▸ **Data in this exercise**
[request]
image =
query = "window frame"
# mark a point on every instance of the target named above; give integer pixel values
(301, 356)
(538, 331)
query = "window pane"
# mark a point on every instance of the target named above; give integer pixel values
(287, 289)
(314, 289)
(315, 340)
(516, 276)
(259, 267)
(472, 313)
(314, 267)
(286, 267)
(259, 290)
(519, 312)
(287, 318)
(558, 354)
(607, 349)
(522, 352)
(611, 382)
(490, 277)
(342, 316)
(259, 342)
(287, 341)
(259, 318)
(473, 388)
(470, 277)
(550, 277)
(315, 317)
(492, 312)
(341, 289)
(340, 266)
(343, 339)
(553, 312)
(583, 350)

▸ **Task to carry out**
Write out all of the records above exactly as they appear.

▸ **Final result**
[request]
image =
query = "window frame"
# mark a point on every instance of the target named above; give integer pixel values
(301, 356)
(538, 331)
query = "window pane"
# mark a point on every instance of the target named above; give integer pixel values
(287, 289)
(314, 289)
(315, 340)
(516, 276)
(259, 267)
(472, 313)
(314, 267)
(286, 267)
(259, 290)
(519, 312)
(287, 318)
(558, 354)
(607, 349)
(522, 352)
(611, 382)
(490, 277)
(342, 316)
(259, 342)
(287, 341)
(259, 318)
(473, 388)
(470, 277)
(550, 277)
(315, 317)
(492, 312)
(341, 289)
(340, 266)
(343, 339)
(553, 312)
(583, 350)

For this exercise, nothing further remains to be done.